3.8.3. Appointment of Successor Manager. In the event of the death,
resignation, incompetency or removal of the Manager, the Designation Members
will have the right to appoint a successor Manager; provided, however, that no
Person who is an affiliate of Edison may be so appointed. Such appointment will
specify the date on which such appointment will be effective; provided, however,
that if a successor Manager is not appointed within 90 days of the death,
resignation, incompetency or removal of the Manager, the Manager or the
Manager's representative may petition the Bankruptcy Court for the appointment
of a successor Manager. Every successor Manager appointed hereunder will
execute, acknowledge and deliver to the departing Manager an instrument
accepting such appointment, and thereupon such successor Manager, without any
further act, deed or conveyance, will become vested with all the rights, powers
and duties of the departing Manager.
3.8.4. Effect of Resignation or Removal. The death, resignation,
incompetency or removal of the Manager will not operate to revoke any existing
agency created under the terms of this Agreement or invalidate any action
theretofore taken by such Manager. In the event of the resignation or removal of
the Manager, such Manager will promptly (a) execute and deliver such documents,
instruments and other writings as may be reasonably requested by the successor
Manager to effect the termination of such Manager's capacity under this
Agreement, (b) deliver to the successor Manager all documents, instruments,
records and other writings related to the Company as may be in the possession of
such Manager (provided that such Manager may retain one copy of such documents
for archival purposes), and (c) otherwise assist and cooperate in effecting the
assumption of its obligations and functions by such successor Manager.
3.9. Indemnity.

» Task set:
a - Answer the following from the agreement excerpt on succession to the Manager:
(i) After how many days without an appointed successor may the Manager or the Manager's representative petition the Bankruptcy Court?
(ii) Who may not be appointed as a successor Manager?
(iii) How many copies of the Company's documents may a resigning or removed Manager keep, and for what purpose?
b - Proceed with the agreement excerpt on succession to the Manager, writing the text of section 3.9 beneath its heading "Indemnity".

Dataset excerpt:

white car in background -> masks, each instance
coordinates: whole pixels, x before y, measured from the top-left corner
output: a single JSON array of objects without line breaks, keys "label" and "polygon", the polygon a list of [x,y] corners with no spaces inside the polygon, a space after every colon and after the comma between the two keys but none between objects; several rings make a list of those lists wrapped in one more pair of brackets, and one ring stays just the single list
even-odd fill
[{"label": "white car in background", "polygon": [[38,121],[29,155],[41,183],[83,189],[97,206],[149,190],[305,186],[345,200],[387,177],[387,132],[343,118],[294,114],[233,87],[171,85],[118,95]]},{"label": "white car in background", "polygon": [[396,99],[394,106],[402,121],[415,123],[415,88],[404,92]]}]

» Responses to the exercise:
a -
(i) 90 days.
(ii) Any Person who is an affiliate of Edison.
(iii) One copy, for archival purposes.

b -
3.9.1. Indemnity of Managers and Members. To the fullest extent
permitted by the Delaware Act, the Company, to the extent of its assets legally
available for that purpose, will indemnify and hold harmless the Manager, the
Tax Matters Partner, the Members or any member, partner, shareholder, director,
officer, agent, affiliate and professional or other advisor of any of them
(collectively, the "Indemnified Persons") from and against any and all loss,
cost, damage, expense (including without limitation fees and expenses of
attorneys and other advisors and any court costs incurred by any Indemnified
Person) or liability by reason of anything any Indemnified Person does or
refrains from doing for, or in connection with the business or affairs of, the
Company, except to the extent that it is finally judicially determined by a
court of competent jurisdiction that the loss, cost, damage, expense or
liability resulted primarily from the Indemnified Person's gross negligence or
willful breach of a material provision of this Agreement which in either event
causes actual material damage to the Company. The Company may pay in advance or
reimburse reasonable expenses (including advancing reasonable costs of defense)
incurred by the Indemnified Person who is or is threatened to be named or made a
defendant or a respondent in a proceeding concerning the business and affairs of
the Company.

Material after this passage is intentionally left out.